§ Task to complete
Scan the listing below for the word "positive" and copy every line that has it.

§ Excerpted records

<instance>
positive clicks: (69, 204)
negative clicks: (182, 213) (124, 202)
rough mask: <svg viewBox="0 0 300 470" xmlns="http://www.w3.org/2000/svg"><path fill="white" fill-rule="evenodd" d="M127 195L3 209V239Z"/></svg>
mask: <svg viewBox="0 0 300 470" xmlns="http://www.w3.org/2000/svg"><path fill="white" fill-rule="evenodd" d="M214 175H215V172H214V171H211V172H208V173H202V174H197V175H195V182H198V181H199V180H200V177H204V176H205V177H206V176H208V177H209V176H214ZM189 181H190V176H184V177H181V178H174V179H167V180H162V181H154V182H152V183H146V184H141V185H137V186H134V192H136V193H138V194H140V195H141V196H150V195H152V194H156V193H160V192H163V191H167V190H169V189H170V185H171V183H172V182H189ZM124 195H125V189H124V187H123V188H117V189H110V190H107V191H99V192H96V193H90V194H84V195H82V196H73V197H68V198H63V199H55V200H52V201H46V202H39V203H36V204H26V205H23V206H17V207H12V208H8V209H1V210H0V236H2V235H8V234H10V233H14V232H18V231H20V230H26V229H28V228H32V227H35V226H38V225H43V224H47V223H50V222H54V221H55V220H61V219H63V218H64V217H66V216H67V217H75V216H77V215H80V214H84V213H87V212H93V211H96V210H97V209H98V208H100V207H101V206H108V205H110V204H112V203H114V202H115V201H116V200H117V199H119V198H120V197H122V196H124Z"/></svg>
--
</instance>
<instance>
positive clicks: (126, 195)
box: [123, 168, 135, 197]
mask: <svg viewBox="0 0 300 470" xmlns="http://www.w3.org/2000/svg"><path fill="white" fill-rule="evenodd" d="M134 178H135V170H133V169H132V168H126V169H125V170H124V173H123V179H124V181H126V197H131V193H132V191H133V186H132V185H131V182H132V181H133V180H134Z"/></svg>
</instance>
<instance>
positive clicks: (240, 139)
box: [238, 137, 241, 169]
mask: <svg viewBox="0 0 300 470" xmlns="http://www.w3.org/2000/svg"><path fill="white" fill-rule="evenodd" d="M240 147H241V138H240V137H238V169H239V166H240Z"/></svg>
==
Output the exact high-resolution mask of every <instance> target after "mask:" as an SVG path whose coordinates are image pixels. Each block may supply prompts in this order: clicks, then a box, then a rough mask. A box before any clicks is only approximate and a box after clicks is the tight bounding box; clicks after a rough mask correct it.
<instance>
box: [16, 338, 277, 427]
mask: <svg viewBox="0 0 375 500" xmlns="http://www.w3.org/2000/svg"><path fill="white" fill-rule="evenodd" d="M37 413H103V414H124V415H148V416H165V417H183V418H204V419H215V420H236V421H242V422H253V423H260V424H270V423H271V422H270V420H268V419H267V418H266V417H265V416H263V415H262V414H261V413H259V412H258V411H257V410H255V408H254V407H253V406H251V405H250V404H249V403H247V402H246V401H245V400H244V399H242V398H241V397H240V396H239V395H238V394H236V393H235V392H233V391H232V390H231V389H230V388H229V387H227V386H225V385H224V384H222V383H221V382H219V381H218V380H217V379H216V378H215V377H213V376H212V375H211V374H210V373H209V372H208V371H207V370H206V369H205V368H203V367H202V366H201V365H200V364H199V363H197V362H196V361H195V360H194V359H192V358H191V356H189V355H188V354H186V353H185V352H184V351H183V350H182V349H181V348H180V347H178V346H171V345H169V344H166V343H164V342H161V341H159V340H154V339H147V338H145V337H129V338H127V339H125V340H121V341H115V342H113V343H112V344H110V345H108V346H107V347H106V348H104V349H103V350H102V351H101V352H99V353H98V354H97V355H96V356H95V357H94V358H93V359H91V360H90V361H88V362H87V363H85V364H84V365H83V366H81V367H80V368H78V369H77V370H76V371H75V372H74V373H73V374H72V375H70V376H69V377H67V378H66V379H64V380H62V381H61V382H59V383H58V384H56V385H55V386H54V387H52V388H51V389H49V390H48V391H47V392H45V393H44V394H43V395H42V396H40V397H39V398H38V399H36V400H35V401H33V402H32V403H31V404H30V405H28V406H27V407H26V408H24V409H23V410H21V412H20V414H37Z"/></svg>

§ Exercise solution
positive clicks: (69, 204)
positive clicks: (126, 195)
positive clicks: (240, 139)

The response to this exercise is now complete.